What you need to do
When you come to the line with "Identify each sunlight", begin repeating; continue exactly through the final line of the records and include nothing from before.

Extracted records
============================================================

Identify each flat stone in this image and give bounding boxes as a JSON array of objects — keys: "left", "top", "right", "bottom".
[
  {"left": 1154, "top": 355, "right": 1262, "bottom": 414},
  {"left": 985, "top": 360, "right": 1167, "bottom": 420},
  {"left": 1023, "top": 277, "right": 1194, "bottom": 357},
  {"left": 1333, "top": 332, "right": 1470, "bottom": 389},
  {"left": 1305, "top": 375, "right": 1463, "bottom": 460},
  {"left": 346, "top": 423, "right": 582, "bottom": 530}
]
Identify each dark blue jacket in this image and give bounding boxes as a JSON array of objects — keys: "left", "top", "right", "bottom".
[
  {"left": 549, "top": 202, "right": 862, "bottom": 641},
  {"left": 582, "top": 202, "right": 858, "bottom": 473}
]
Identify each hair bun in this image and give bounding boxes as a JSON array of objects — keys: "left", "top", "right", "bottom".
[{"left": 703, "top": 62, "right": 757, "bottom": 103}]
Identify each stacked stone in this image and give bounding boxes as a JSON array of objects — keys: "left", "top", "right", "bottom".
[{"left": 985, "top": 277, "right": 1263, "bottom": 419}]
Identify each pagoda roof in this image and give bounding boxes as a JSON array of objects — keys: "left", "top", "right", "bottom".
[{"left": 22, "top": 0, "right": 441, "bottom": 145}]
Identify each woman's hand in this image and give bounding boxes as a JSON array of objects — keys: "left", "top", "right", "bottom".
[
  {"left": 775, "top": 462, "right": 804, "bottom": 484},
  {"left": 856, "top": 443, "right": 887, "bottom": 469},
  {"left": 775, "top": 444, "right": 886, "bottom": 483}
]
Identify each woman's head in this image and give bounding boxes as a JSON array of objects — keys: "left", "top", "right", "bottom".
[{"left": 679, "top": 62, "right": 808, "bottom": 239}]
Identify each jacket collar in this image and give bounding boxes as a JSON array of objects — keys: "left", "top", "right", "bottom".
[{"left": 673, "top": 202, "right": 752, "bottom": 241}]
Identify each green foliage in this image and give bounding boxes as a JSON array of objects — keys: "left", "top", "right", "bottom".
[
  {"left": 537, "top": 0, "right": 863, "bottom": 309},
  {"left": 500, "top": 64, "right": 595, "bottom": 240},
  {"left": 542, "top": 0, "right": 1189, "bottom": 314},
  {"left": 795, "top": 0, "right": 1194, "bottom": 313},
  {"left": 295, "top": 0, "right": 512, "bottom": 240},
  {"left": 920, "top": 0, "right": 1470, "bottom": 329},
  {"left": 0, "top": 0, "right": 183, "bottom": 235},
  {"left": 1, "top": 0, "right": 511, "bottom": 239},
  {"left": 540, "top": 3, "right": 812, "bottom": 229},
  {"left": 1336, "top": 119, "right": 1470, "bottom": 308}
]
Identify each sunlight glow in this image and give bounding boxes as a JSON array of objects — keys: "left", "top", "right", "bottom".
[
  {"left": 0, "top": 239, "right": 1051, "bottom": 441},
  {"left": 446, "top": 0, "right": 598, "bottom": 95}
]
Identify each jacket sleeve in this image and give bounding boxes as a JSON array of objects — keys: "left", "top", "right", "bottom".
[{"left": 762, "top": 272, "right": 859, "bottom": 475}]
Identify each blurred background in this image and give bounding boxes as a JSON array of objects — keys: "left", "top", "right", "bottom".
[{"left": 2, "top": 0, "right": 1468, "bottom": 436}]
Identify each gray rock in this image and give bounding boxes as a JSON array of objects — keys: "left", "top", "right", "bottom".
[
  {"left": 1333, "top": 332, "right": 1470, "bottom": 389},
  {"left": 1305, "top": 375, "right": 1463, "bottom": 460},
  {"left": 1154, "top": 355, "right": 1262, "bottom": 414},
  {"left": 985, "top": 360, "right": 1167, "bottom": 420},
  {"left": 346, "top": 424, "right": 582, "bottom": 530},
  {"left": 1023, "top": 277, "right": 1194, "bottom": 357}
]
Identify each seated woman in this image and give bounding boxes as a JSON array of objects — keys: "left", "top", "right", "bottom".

============================================================

Your response
Identify each sunlight glow in this image and give bounding boxes as a JSON array of objects — keys: "left", "top", "right", "bottom".
[
  {"left": 0, "top": 239, "right": 1051, "bottom": 441},
  {"left": 446, "top": 0, "right": 598, "bottom": 95}
]
Identify each jacket sleeve in this image and give bounding boxes as a JSON array of objects — keys: "left", "top", "right", "bottom".
[{"left": 762, "top": 272, "right": 859, "bottom": 475}]
Identify each blurred background in this image and give bounding boxes as a JSON array of objects — keys: "left", "top", "right", "bottom".
[{"left": 2, "top": 0, "right": 1468, "bottom": 436}]
Identify each gray rock in this image and give bounding boxes as a JSON array of objects — keys: "left", "top", "right", "bottom".
[
  {"left": 1333, "top": 332, "right": 1470, "bottom": 389},
  {"left": 1305, "top": 375, "right": 1463, "bottom": 460},
  {"left": 1154, "top": 355, "right": 1262, "bottom": 414},
  {"left": 985, "top": 360, "right": 1167, "bottom": 420},
  {"left": 346, "top": 424, "right": 582, "bottom": 530},
  {"left": 1023, "top": 277, "right": 1194, "bottom": 357}
]
Identify each seated woman in this image and give bounding boxes as a JSON array of objects — keys: "left", "top", "right", "bottom".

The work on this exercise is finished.